* _BRONTEKST_:
Vanaf de jaren zestig gaat het snel voor Bebel en de socialistische arbeidersbeweging. Al in 1864, na drie jaar, schopt Bebel het tot tweede voorzitter van de arbeidersgroepen in Leipzig. Nu vangt een cruciaal jaar periode aan voor de jonge houtbewerker. Terwijl hij een zitje krijgt in het uitvoerend bestuur van de VDAV gaat het schokkend nieuws rond dat Ferdinand Lassalle omgekomen is in een pistoolduel. In 1865 wordt Bebel in Leipzig eerste voorzitter en legt voor de eerste maal contact met Wilhelm Liebknecht, die uit Pruisen is verbannen.

Onder invloed van Liebknecht zet hij in 1866 zijn schouders onder de oprichting van de Saksische Volkspartij, een links-liberale burgerlijk-democratische partij met een kleine schare socialistische arbeidersverenigingen achter zich. Liebknecht dringt er bij de Eerste Internationale ook op aan deze veelbelovende arbeider-leider lid te maken van de leiding van de Internationale. De nauwe samenwerking tussen beiden was het begin van wat zou bekend staan als de Bebel-Liebknecht-groep binnen de Duitse arbeidersbeweging, ofwel “de marxisten”.

* _VASTGELEGDE GEGEVENS_:
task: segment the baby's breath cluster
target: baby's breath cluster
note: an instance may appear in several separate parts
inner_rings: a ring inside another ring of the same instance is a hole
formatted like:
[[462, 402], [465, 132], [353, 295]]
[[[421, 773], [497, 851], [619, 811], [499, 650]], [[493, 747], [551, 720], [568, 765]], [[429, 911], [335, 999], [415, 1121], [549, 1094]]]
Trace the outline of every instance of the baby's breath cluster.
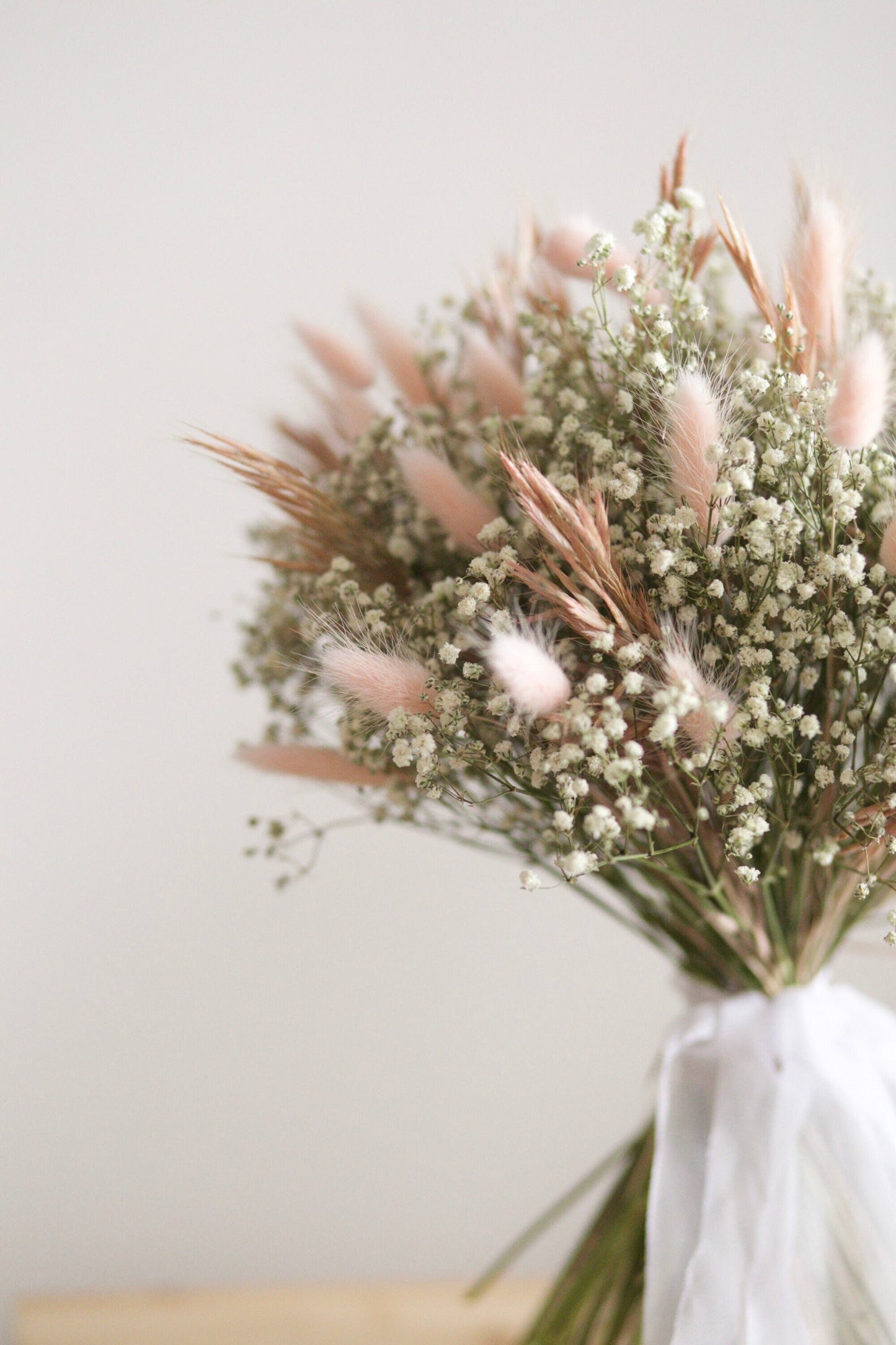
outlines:
[[326, 741], [377, 815], [774, 993], [896, 876], [896, 309], [809, 194], [772, 299], [680, 160], [630, 252], [525, 225], [419, 340], [364, 309], [391, 391], [316, 334], [313, 471], [214, 445], [282, 511], [239, 675], [278, 769]]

* _KORTE OPDRACHT_:
Vertaal de volgende zin uit de brontekst over Bebel in het Engels: "In 1865 wordt Bebel in Leipzig eerste voorzitter en legt voor de eerste maal contact met Wilhelm Liebknecht, die uit Pruisen is verbannen." Baseer je uitsluitend op de brontekst.

* _UITKOMST OPDRACHT_:
In 1865, Bebel becomes first chairman in Leipzig and makes contact for the first time with Wilhelm Liebknecht, who has been banished from Prussia.